◆ Prompt ◆
Reproduce the listing below line for line, with no changes to any character.
......
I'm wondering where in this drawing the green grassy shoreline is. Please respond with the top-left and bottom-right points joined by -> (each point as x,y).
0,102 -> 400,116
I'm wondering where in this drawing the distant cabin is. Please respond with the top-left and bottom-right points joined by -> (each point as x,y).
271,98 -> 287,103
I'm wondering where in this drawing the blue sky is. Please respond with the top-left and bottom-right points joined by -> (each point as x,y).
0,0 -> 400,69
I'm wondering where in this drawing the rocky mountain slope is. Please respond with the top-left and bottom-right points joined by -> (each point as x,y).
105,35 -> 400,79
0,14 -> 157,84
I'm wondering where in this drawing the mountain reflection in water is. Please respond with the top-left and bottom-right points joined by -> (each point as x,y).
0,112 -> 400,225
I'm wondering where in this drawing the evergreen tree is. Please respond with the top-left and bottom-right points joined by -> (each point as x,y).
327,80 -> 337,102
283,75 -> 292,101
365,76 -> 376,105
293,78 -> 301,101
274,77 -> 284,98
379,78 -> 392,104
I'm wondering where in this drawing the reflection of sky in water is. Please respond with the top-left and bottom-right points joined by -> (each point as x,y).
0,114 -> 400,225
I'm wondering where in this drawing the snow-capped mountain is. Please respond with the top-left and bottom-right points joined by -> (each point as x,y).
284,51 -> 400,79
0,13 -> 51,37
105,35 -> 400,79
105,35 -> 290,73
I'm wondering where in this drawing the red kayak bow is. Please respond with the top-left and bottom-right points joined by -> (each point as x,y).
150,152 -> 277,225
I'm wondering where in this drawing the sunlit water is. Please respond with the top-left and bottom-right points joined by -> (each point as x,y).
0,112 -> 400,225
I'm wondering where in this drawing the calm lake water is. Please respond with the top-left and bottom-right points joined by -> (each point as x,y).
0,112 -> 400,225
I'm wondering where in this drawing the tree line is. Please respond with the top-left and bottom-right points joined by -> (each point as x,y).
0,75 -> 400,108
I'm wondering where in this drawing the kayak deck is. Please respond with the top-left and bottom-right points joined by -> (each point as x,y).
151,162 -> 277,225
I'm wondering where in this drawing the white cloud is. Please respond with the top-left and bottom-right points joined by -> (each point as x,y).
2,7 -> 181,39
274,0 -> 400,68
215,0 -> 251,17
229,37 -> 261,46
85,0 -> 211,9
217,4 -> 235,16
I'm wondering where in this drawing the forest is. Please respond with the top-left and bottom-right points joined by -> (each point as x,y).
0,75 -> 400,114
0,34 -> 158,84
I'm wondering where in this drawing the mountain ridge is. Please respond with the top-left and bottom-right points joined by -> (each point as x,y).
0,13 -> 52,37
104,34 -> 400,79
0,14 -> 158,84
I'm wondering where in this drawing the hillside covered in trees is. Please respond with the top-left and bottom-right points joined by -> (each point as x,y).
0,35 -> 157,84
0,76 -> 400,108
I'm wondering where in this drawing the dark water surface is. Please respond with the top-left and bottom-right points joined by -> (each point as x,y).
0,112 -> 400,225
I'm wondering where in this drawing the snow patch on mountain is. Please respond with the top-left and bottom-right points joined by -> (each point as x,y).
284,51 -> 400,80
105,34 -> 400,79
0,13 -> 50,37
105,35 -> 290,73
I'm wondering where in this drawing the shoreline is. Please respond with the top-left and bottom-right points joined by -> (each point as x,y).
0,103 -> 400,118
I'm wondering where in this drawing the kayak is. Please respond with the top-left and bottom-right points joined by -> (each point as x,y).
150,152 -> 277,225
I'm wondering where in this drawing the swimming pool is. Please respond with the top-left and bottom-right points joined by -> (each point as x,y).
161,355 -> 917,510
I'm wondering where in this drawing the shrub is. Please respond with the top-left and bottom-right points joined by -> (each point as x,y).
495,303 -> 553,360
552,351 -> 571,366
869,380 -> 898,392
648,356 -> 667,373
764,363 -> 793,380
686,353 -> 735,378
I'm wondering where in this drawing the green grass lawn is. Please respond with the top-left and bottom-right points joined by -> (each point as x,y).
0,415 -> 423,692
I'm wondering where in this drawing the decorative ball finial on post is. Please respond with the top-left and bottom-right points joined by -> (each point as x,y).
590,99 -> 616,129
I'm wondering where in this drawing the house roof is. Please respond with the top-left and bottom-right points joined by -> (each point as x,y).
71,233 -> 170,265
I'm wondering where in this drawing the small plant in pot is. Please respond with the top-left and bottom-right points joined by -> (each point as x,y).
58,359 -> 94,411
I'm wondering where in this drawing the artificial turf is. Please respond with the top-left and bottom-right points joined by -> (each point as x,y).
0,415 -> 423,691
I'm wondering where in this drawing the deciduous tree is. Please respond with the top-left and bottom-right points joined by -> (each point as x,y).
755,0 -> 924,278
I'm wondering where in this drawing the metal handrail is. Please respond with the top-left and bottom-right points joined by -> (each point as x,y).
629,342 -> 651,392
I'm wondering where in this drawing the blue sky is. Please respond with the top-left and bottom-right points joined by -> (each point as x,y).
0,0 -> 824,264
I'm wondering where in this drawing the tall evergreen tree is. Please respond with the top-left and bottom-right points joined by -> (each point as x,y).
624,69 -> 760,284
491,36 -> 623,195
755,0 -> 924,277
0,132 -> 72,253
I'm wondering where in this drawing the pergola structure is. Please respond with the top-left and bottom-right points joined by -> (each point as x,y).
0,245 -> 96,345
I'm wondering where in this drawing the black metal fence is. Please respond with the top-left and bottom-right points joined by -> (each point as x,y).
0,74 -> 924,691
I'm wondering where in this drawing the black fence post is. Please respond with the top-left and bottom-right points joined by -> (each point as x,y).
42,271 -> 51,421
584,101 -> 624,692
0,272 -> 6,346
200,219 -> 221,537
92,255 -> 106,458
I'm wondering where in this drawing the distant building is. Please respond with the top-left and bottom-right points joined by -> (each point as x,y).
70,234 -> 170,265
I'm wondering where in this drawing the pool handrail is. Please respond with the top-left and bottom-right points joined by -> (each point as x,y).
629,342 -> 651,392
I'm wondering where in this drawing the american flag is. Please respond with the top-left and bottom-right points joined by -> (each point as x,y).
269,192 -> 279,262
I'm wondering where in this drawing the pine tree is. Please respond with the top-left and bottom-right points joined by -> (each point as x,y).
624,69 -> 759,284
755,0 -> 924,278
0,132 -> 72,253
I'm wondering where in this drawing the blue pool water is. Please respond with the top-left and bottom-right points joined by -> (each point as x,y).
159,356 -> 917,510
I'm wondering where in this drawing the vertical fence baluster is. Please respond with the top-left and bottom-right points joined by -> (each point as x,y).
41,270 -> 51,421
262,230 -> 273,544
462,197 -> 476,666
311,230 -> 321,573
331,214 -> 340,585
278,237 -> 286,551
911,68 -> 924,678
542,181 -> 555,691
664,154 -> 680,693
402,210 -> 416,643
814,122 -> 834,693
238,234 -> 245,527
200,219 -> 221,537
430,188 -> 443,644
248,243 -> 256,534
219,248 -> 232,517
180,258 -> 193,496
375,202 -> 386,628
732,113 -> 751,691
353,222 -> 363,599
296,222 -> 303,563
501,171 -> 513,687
......
◆ Result ◆
I'm wondering where in this drawing the green grassy shoreline is. Please respond with the top-left and bottom-right points joined by -> (each point as x,y).
0,102 -> 400,116
I'm wondering where in this drawing the distant cabin is. Please respond with the top-left and bottom-right points joined by -> (each point as x,y).
271,98 -> 287,103
I'm wondering where in this drawing the blue sky is. Please respond with the top-left and bottom-right points joined by -> (each point as x,y).
0,0 -> 400,69
I'm wondering where in this drawing the rocky mountain slope is. Please respond with the top-left and bottom-right points joined by -> (each point as x,y).
105,35 -> 400,79
0,14 -> 157,84
I'm wondering where in this drawing the mountain reflection in water is. Please respond with the top-left and bottom-right points joined by -> (each point as x,y).
0,112 -> 400,225
I'm wondering where in this drawing the evergreen tree is. Please respond with the top-left and bottom-right points joined by -> (each point as x,y).
327,80 -> 337,102
283,75 -> 292,101
365,76 -> 376,105
293,78 -> 301,101
274,77 -> 284,98
379,78 -> 392,104
I'm wondering where in this drawing the reflection of sky in water is. Please respond with the top-left and bottom-right points joined by -> (each point as x,y).
0,114 -> 400,225
I'm wondering where in this drawing the snow-capped mountain is. Please respond with the top-left and bottom-right points joined by -> (each point as x,y).
284,51 -> 400,79
0,13 -> 51,37
105,35 -> 400,79
105,35 -> 290,73
I'm wondering where in this drawing the red kayak bow is. Please respond with the top-left and bottom-right points joined by -> (each point as x,y).
150,152 -> 277,225
I'm wondering where in this drawing the sunlit water is. Please respond with the top-left and bottom-right points joined by -> (each point as x,y).
0,112 -> 400,225
I'm wondering where in this drawing the calm lake water is. Please respond with the top-left and bottom-right points joined by -> (each point as x,y).
0,112 -> 400,225
I'm wondering where in this drawing the tree line is. Please respond with the top-left and bottom-right points joined by -> (each point as x,y).
0,75 -> 400,108
I'm wondering where in this drawing the kayak deck is. Please respond with the top-left and bottom-right points joined by -> (each point as x,y).
151,162 -> 277,225
I'm wondering where in this drawing the white cloud is. Please respond with the top-left and bottom-right points joined by -> (each point as x,y).
2,7 -> 181,39
274,0 -> 400,68
215,0 -> 251,17
229,37 -> 261,46
85,0 -> 211,9
217,4 -> 235,16
I'm wondering where in this drawing the forest is. Please respond with the top-left and bottom-right points joined by -> (each point as x,y).
0,75 -> 400,114
0,34 -> 158,84
I'm wondering where in this drawing the mountain ridge is. Please respond with the top-left and bottom-right points joined by -> (each point as x,y).
0,13 -> 52,37
104,34 -> 400,79
0,14 -> 158,84
I'm wondering where in this drawing the hillside covered in trees is. Please respond with the top-left and bottom-right points joined by -> (each point as x,y).
0,35 -> 157,84
0,76 -> 400,108
I'm wondering where in this drawing the dark water surface is. Please respond with the top-left and bottom-right points joined by -> (each point as x,y).
0,112 -> 400,225
I'm wondering where in this drawing the snow patch on mountain is. Please respond with the top-left and bottom-right points joined by -> (each point as x,y).
284,51 -> 400,80
105,34 -> 400,79
0,13 -> 50,37
105,35 -> 290,73
I'm wondering where in this drawing the shoreline is. Please respond with the top-left and bottom-right points joined by -> (each point as x,y).
0,103 -> 400,118
I'm wondering where in this drawing the kayak is. Please respond with the top-left and bottom-right points joined by -> (each point as x,y).
150,152 -> 277,225
I'm wondering where in this drawing the swimming pool is. Please respond with the top-left and bottom-right points joined by -> (each point as x,y).
161,355 -> 917,510
I'm wondering where in this drawing the shrub is. Please respond with the top-left and bottom-right points joined by -> (each point as x,y).
495,303 -> 553,360
552,351 -> 571,366
869,380 -> 898,392
648,356 -> 667,373
764,363 -> 793,380
686,353 -> 735,378
I'm wondering where in this drawing the green grass lawn is. Please respond with the top-left and bottom-right points joined by -> (each point as x,y).
0,415 -> 423,692
I'm wondering where in this drawing the decorative ball finial on post is. Please respond with the top-left and bottom-right points joined by -> (each point as x,y).
590,99 -> 616,129
I'm wondering where in this drawing the house roof is. Please respond with the top-left and bottom-right points joined by -> (each point as x,y).
71,233 -> 170,265
I'm wondering where in this drawing the small plant in pot is. Please respond with the top-left and bottom-right points joined by -> (each point as x,y).
58,359 -> 94,411
I'm wondering where in this drawing the artificial turf is. Please respond with the top-left and bottom-right points joined by -> (each point as x,y).
0,415 -> 423,691
I'm wondering where in this drawing the deciduous tree is. Please respond with the top-left and bottom-right points joined by -> (each point as x,y).
755,0 -> 924,278
I'm wondering where in this drawing the metal handrail is. Please respond with the top-left and bottom-right points joined by -> (each point as x,y).
629,342 -> 651,392
I'm wondering where in this drawing the blue sky is. Please respond with the top-left and bottom-right points joined by -> (each point as x,y).
0,0 -> 824,264
I'm wondering where in this drawing the tall evergreen tree is. Please respond with the top-left and bottom-right points joined by -> (each point as x,y).
624,69 -> 760,284
491,36 -> 623,195
755,0 -> 924,277
0,132 -> 72,253
I'm wondering where in this drawing the pergola structure is. Please respond with the top-left and bottom-right points joined by -> (each point as x,y).
0,245 -> 96,345
I'm wondering where in this drawing the black metal fence is. Please respond with the top-left and bottom-right points joined by -> (each point as x,y).
0,74 -> 924,691
I'm wondering where in this drawing the black fence post is. Please respond with the top-left and bottom-right points joined by -> (each point as x,y).
42,271 -> 51,421
584,101 -> 624,692
0,272 -> 6,346
200,219 -> 221,537
92,255 -> 106,458
I'm wondering where in this drawing the distant building is. Please respond with the top-left and bottom-right points joined by -> (each point as x,y).
70,234 -> 170,265
I'm wondering where in this drawing the pool handrail is. Please respond with the top-left and bottom-right points joined by -> (each point as x,y).
629,342 -> 651,392
I'm wondering where in this drawing the american flag is. Please respond with the top-left and bottom-right points joined by -> (each point as x,y).
269,192 -> 279,262
I'm wondering where in this drawing the pine tree is. Please respond with the top-left and bottom-right points joined by -> (each point as x,y).
624,69 -> 759,284
755,0 -> 924,278
0,132 -> 72,253
I'm wondering where in this drawing the blue pool water is. Please respond with the top-left and bottom-right points joined by -> (each point as x,y).
159,356 -> 917,510
I'm wondering where in this drawing the vertical fence baluster is. Please respond with the top-left and bottom-right points joined by -> (each point as x,y).
41,270 -> 51,421
262,230 -> 273,544
462,197 -> 476,666
311,230 -> 321,573
331,214 -> 340,585
278,237 -> 286,551
911,68 -> 924,678
542,181 -> 555,691
664,154 -> 680,693
402,210 -> 416,643
814,122 -> 834,693
238,234 -> 245,527
200,219 -> 221,537
430,188 -> 443,644
248,243 -> 256,534
219,248 -> 232,517
180,258 -> 193,496
375,202 -> 386,628
732,113 -> 751,691
353,222 -> 363,599
296,222 -> 303,563
501,171 -> 513,687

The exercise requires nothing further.